§ EXERCISE
Which lines in the data below contain the word "helmet"? Return each of them.

(Referring expression grounding data)
%%
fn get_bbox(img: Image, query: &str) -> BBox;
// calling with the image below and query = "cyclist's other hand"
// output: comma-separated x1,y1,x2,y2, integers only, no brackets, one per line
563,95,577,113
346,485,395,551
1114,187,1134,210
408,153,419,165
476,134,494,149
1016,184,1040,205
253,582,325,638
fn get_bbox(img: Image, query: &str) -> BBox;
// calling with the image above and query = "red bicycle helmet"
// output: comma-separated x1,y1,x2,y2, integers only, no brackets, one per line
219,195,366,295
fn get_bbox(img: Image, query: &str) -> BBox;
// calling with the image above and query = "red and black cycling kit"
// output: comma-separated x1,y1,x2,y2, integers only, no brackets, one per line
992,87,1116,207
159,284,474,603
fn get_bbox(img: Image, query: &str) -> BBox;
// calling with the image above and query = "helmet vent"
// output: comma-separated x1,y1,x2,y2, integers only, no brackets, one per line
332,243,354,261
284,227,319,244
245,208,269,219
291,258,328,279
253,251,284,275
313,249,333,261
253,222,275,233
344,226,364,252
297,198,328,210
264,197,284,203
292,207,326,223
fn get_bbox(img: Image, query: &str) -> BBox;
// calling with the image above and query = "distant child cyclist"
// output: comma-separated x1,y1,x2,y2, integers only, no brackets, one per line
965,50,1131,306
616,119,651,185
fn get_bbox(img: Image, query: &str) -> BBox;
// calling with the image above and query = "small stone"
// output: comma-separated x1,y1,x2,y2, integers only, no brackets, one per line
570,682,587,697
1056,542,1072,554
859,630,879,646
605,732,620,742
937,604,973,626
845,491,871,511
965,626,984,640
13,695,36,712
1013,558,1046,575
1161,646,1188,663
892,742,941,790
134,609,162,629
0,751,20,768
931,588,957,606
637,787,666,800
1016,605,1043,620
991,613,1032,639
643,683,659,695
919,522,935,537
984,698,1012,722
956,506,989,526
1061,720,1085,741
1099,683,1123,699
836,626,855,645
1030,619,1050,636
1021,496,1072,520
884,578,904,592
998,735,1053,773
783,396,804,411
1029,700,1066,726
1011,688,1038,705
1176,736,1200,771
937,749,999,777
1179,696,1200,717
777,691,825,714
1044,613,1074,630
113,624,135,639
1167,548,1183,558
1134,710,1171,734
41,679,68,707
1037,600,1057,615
%%
§ EXERCISE RESULT
// calling with the image above and query = "red bicycle helmet"
// calling with the image above and query = "helmet vent"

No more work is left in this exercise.